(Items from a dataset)

++++++++++++++++++++

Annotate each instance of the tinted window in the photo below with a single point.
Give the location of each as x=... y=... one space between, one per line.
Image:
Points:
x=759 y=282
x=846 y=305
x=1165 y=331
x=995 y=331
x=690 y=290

++++++++++++++++++++

## Work instructions
Print the listing above again line for line, with nothing changed.

## Finished task
Annotate each instance of the tinted window in the photo below with a single point.
Give the location of each as x=... y=... one space between, one per line.
Image:
Points:
x=759 y=282
x=846 y=305
x=1165 y=331
x=995 y=331
x=690 y=290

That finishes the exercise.